Exercise instructions: Every single record needs to be restated word for word.

*** Opening of Material provided ***

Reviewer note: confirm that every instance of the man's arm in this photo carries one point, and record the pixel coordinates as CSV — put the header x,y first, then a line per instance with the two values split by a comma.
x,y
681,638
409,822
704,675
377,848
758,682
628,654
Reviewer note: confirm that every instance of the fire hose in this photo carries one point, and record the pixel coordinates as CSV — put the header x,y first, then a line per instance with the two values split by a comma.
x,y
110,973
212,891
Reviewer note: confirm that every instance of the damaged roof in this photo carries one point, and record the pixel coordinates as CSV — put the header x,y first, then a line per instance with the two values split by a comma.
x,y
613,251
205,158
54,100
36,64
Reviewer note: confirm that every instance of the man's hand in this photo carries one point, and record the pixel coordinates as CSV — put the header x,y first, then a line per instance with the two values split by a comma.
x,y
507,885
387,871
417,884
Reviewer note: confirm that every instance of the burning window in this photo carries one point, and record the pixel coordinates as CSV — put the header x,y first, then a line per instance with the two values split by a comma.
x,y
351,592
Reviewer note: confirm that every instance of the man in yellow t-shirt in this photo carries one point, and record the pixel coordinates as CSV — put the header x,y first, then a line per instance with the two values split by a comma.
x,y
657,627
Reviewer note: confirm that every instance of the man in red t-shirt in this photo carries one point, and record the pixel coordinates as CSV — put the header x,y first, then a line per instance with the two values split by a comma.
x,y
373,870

*** Close of Material provided ***

Reply to the task:
Reviewer note: confirm that every instance of the man's arm in this photo carries one point, and record the pixel coordinates as CSV — put the header x,y first, then a line per instance with the two values split by a comma.
x,y
681,638
409,822
704,675
377,848
758,682
628,654
Reviewer note: confirm that every instance of the fire hose in this photo carries one point, and record the pixel coordinates as CSV — put the header x,y first, then a line per instance with the two values split by a comma.
x,y
110,973
212,891
Reviewer note: confirm that every instance of the damaged roof in this photo carries one point, and record the pixel coordinates as CSV — put the header x,y first, then a line per instance with the two values split by a comma.
x,y
613,251
205,158
54,100
36,64
Reviewer note: confirm that every instance of the man's hand in this photo carries one point, and record the pixel coordinates as CSV — put the header x,y first, then a line per instance with the two values split by a comma.
x,y
507,885
387,871
417,884
Reviewer note: confirm that every instance of the burning window in this photo carries one point, and record the pixel coordinates as CSV — put the header x,y first, then a line per instance with the two values split by a comma.
x,y
351,592
Reviewer note: confirm that every instance of the man in yellow t-shirt in this photo carries one point, and record the pixel coordinates as CSV — put the header x,y first, then a line per instance with the two values split by a comma.
x,y
657,627
Reviewer note: confirm that every instance of the man in red t-shirt in this photo carries one point, and record the pixel coordinates as CSV — put the header x,y first, then a line per instance with the two values split by a comma.
x,y
373,870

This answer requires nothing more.